● **TEXTO FORNECIDO**

= = = = = = =

Este texto busca compreender e porblematizar a figuração do sertanejo que está presente na obra icônica de Euclides da Cunha Os Sertões, tomado como alegoria para pensar a figuração da pobreza e do trabalho, dos pobres e dos trabalhadores ao longo da formação brasileira recente. Indo além disto, busco tematizar a disputa em torno do aparecimento destes sujeitos ao longo da nossa história, a encenação pública que fazem de sua condição, a “disputa do sensível” (Rancière) que empreendem. Busca-se compreender por onde se constrói um discurso uníssono em torno do desenvolvimento e do progresso que necessita da construção do seu inteiramente outro, o atraso – encarnado em muitos sertanejos, pobres, trabalhadores. “Todo documento de cultura é um documento de barbárie”. É desta perspectiva que ouvimos estes os dois relatos sobre Canudos, escritos por Euclides da Cunha: as reportagens escritas durante a Expedição Moreira César publicadas no jornal O Estado de S.Paulo, e seu livro Os Sertões. Tomo não só Campanha contra Canudos como uma grande obra de barbárie mas a construção de um discurso sobre o que se passou ali também traz em si as contradições que constituem a modernização e o desenvolvimento. O esforço de contar, informar, explicar e estabelecer portanto alguma legibilidade ao que se viu e viveu nesta marcha contra o suposto atraso de Canudos, de Conselheiro e dos sertanejos rebelados é lida aqui desde a articulação entre seus dois tempos de escritura: o das reportagens feitas no calor da própria guerra contra Canudos e do livro escrito por Euclides da Cunha nos anos depois da Guerra. A tarefa neste texto está longe de ser uma crítica genética ou uma leitura exaustiva do texto que imortalizou Euclides da Cunha e, em certa medida, a própria guerra contra Canudos. Busco trazer alguns elementos que ajudam a abrir uma vereda por onde caminhar, um lugar a partir do qual pensar o desenvolvimento e as narrativas do atraso que lhe estruturam e que, ao longo dos anos de modernização brasileira, são constantemente reatualizadas.

= = = = = = =

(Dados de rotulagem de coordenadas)
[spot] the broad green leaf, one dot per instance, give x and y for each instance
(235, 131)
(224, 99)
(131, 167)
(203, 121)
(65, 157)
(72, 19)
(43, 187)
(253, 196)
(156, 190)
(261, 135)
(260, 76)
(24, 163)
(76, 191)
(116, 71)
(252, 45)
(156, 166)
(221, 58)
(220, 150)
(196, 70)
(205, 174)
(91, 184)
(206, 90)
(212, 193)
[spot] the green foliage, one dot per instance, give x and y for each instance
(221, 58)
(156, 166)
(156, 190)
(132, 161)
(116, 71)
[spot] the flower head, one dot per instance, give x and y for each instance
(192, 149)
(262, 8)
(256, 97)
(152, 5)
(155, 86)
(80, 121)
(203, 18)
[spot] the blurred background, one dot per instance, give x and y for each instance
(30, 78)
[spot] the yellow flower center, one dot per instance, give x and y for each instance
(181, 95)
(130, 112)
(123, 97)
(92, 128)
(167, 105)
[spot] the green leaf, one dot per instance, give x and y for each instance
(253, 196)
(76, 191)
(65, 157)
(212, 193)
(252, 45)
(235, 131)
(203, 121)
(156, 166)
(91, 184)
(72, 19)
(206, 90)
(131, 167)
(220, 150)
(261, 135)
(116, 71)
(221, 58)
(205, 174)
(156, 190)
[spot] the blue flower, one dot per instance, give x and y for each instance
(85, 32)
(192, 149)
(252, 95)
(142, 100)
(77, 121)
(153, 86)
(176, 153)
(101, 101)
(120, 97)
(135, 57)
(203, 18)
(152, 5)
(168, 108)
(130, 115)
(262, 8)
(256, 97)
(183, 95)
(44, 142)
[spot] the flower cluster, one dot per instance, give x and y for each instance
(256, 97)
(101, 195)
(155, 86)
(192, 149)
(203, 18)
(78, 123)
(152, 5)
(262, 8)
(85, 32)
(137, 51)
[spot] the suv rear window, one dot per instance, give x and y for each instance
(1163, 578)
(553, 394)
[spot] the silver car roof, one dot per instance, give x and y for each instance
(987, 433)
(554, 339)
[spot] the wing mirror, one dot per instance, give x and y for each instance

= = = = = = =

● **SUA TAREFA**
Responda com base no texto fornecido:
1. A quem é atribuída a expressão "disputa do sensível"?
2. Em que jornal saíram as reportagens escritas durante a Expedição Moreira César?
3. O que o texto fornecido diz que sua tarefa está longe de ser?

● **EXERCÍCIO RESOLVIDO**
1. A Rancière.
2. No jornal O Estado de S.Paulo.
3. Uma crítica genética ou uma leitura exaustiva do texto que imortalizou Euclides da Cunha.